** DATA SHOWN **
Segment Open
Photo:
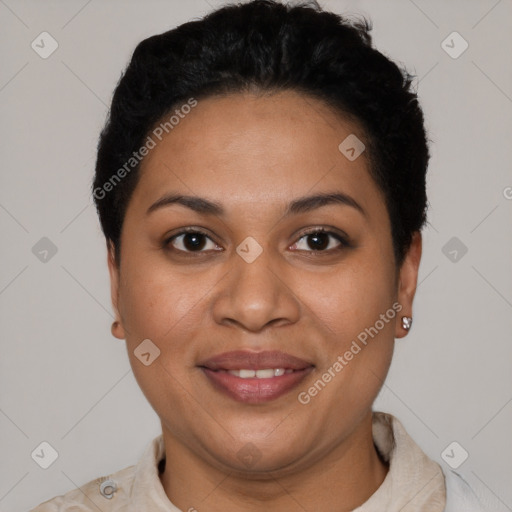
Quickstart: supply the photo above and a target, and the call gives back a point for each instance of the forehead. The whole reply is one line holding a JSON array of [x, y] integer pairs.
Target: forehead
[[243, 148]]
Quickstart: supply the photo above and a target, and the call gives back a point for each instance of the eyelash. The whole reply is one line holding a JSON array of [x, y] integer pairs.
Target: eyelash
[[344, 243]]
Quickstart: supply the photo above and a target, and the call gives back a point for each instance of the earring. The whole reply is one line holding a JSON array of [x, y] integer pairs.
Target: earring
[[114, 326], [406, 322]]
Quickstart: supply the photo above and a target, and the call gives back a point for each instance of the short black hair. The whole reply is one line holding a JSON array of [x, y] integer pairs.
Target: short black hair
[[266, 46]]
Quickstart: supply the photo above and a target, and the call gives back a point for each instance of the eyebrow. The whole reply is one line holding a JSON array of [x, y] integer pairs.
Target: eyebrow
[[300, 205]]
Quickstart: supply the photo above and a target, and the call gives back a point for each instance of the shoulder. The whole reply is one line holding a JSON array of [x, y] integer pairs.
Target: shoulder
[[463, 497], [98, 494]]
Segment Closed
** WHAT NEEDS TO BE DONE **
Lines in the records above that contain the word "Quickstart" need to be counted; the reply is that number and nothing else.

** SOLUTION **
6